- [Goal of the exercise]
Nothing but the text belongs in the answer: the listing below, copied exactly, without pictures.
┄┄┄┄┄┄┄┄┄┄
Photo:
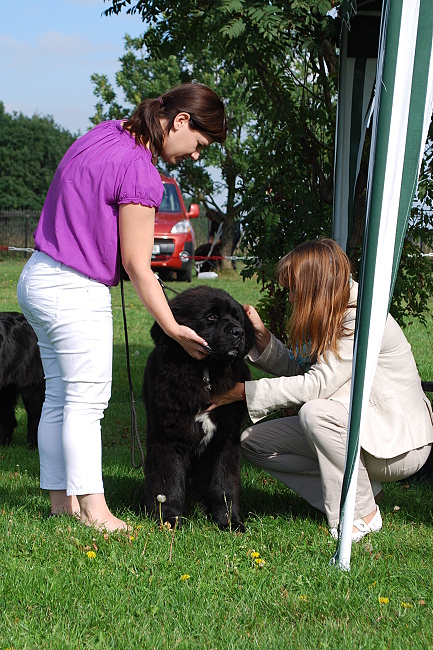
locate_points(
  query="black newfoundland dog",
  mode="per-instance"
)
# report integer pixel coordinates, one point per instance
(188, 451)
(21, 373)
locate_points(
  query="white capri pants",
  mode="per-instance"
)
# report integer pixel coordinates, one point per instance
(71, 315)
(307, 453)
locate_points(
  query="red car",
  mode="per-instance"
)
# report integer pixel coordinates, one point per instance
(174, 243)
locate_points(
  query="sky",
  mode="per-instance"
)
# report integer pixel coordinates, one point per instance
(48, 51)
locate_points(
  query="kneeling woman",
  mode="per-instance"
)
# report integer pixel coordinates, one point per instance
(307, 451)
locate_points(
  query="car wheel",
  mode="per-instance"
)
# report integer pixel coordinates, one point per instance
(185, 275)
(166, 275)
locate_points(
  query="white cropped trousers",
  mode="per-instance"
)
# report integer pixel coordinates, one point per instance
(71, 315)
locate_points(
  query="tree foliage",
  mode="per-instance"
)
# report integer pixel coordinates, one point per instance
┄┄┄┄┄┄┄┄┄┄
- [Result of the exercise]
Photo:
locate_points(
  query="black newfoundland dog",
  mode="per-instance"
)
# report integer pixel coordinates, one point per instance
(188, 451)
(21, 373)
locate_points(
  query="white capri pants",
  mode="per-instance"
)
# report integer pixel coordinates, one point per instance
(71, 315)
(307, 453)
locate_points(
  query="red car",
  mode="per-instance"
)
# report integer pixel coordinates, one point per instance
(174, 243)
locate_points(
  query="sky",
  mode="per-instance"
)
# report integer pixel coordinates, one point per instance
(48, 51)
locate_points(
  query="kneeling woman",
  mode="per-instance"
)
# report integer pixel coordinates, one point per instance
(307, 451)
locate_points(
  query="car wheel",
  mode="per-instance"
)
# report integer pixel coordinates, one point per instance
(185, 275)
(166, 275)
locate_points(
  query="white cropped trousers",
  mode="per-instance"
)
# report integer pixel coordinates, one point per instance
(71, 315)
locate_points(
  query="tree foliage",
  mode="per-instance"
)
# report integer pixel coordinates, one point per instance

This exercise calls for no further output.